List each line of the records below that contains the string "bridge", copying every such line in full.

● DATA SUPPLIED:
/---
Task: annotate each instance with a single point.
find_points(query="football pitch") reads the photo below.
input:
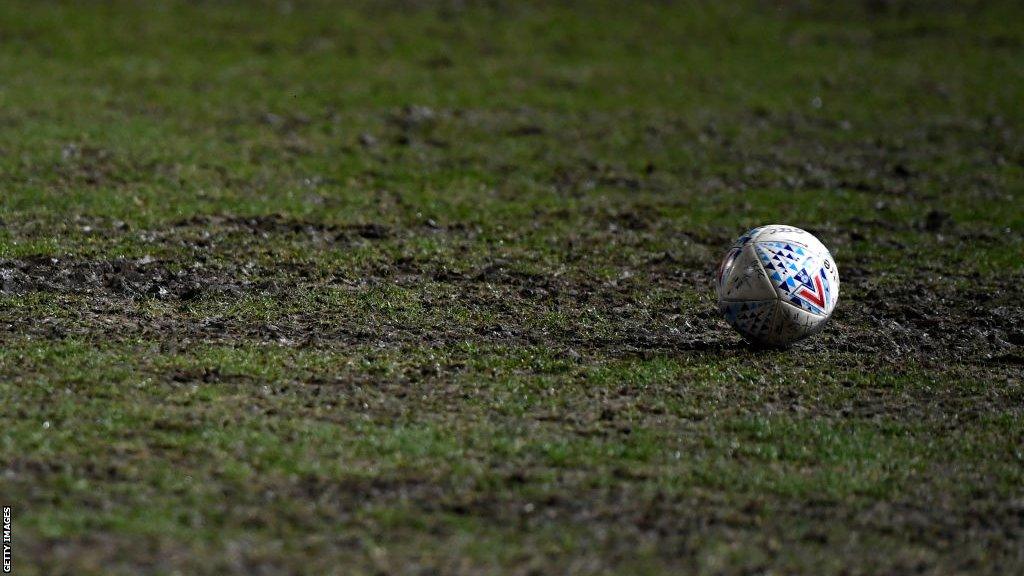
\---
/---
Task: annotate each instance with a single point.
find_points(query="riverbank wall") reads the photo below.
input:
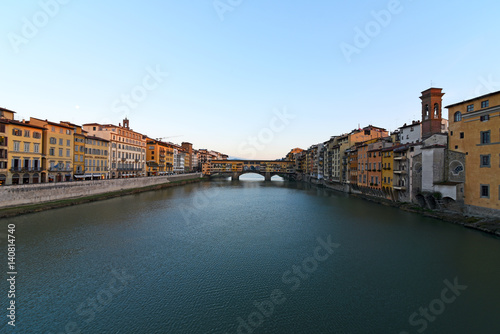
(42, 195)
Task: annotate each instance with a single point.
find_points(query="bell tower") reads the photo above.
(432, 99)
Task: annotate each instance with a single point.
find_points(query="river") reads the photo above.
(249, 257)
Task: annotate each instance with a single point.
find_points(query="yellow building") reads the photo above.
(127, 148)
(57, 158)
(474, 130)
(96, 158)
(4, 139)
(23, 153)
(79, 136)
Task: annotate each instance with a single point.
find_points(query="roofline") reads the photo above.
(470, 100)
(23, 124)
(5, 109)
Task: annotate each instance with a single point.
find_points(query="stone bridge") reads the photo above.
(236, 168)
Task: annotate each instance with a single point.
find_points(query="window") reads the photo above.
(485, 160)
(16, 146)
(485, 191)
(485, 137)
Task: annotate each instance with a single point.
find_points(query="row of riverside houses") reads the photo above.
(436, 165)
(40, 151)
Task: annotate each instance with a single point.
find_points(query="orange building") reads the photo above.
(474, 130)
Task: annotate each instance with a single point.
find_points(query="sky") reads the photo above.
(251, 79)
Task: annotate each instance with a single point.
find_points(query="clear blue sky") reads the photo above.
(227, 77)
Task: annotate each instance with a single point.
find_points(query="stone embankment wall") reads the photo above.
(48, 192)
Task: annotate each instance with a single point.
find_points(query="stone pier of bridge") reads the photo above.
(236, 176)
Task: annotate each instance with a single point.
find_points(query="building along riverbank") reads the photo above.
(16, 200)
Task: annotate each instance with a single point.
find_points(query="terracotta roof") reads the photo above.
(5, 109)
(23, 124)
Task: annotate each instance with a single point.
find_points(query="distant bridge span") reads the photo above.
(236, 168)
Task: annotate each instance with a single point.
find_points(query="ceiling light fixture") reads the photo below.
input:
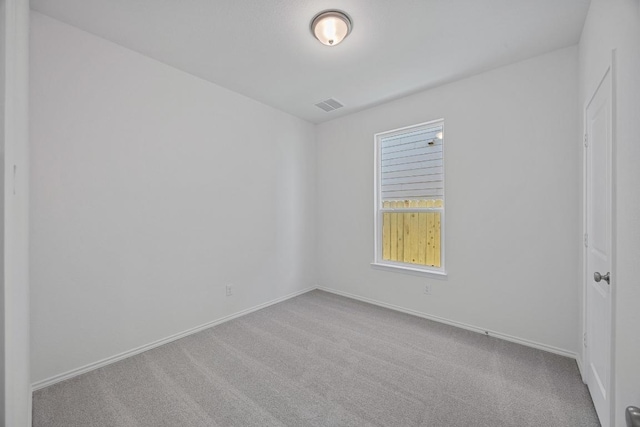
\---
● RESPONSE TO THIS TASK:
find_points(query="stone bridge") reads the photo above.
find_points(query="stone pier of bridge") reads the photo above.
find_points(query="distant bridge span") reads the photo above.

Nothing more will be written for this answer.